EXTRACT

>> BEGIN

John Christmas (13 October 1757—6 January 1822) was an English-born Danish sea captain and general trader. Christmas was born in Bideford, and emigrated to Denmark in 1790. He became a merchant and businessman in Copenhagen.

Personal life and family
Christmas was born on 13 October 1757 in Bideford, Devonshire and was the son of merchant John Smith and Judith Rebecca Hopkins. He was originally given his father's surname, and was baptized as John Christmas Smith. Through his mother's side of the family he was a descendant of the Irish noble family, Christmas of Waterford. In 1790, he was permitted by the crown to adopt the surname Christmas and to bear the family's coat of arms registered by the College of Arms in London. Thus he and his descendants bear the name Christmas. Their coat of arms consists of a barrel above a helmet and a shield. The shield contains a field of red and a gold serrated fess over which there are three black ravens. 

Christmas was married at least three times. He was married to Charlotte Maria Bearsley 1778–1788, Johanne Henriette Heinrich 1797–1800, and lastly to Eliza Ferrall in 1816. He had no fewer than twelve children. Christmas married Charlotte Maria Smith in 1778. The couple had five children together: Charlotte Maria, Sophia, Laura, Susanna, and Eduard James. All of these children were given the surname Smith, as they were born before their father had been given the right to use the name Christmas in 1790. John and Charlotte Maria separated in 1788, but were not formally divorced until 1 December 1796.

>> END

Entries drawn from a collection
>> BEGIN

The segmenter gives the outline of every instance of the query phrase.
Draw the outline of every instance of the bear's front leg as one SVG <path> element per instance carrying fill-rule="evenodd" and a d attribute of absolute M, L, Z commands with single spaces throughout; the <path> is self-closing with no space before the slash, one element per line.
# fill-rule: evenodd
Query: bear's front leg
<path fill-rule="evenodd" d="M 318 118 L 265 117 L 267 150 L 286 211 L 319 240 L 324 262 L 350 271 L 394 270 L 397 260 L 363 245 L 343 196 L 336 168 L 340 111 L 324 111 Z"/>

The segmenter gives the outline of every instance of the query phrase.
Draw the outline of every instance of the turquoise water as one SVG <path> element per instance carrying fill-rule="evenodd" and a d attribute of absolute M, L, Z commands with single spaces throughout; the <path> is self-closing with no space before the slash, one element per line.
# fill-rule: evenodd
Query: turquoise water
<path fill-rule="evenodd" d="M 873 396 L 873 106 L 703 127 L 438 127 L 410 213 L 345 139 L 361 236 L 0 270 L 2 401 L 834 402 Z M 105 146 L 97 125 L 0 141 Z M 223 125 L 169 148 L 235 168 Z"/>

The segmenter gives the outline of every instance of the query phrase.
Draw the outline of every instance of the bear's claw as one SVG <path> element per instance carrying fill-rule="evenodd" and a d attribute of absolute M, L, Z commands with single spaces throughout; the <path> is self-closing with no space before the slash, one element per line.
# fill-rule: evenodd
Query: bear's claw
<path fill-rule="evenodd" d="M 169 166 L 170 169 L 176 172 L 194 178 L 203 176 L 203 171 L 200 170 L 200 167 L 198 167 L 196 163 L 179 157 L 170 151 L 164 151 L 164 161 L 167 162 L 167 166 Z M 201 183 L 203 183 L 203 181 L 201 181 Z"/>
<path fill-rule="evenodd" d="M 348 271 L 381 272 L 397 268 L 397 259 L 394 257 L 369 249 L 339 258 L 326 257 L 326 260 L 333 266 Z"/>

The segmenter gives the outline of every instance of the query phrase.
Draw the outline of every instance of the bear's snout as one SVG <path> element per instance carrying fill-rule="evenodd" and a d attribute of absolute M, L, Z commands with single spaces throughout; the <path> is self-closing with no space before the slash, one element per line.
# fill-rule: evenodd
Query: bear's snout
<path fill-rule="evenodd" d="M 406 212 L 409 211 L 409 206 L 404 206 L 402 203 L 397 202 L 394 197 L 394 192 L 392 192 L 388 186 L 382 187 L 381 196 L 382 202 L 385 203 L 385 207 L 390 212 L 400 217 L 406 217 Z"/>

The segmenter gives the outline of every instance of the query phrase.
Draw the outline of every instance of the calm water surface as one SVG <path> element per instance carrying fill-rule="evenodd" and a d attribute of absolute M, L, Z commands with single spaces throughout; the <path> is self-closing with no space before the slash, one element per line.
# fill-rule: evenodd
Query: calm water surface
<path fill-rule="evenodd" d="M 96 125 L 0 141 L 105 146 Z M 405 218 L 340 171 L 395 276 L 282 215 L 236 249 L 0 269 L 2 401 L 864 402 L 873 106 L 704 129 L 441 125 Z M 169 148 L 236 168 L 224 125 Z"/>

>> END

Reproduce the part of the John Christmas biography starting with "John Christmas (13" and going on through "businessman in Copenhagen.", word for word.

John Christmas (13 October 1757—6 January 1822) was an English-born Danish sea captain and general trader. Christmas was born in Bideford, and emigrated to Denmark in 1790. He became a merchant and businessman in Copenhagen.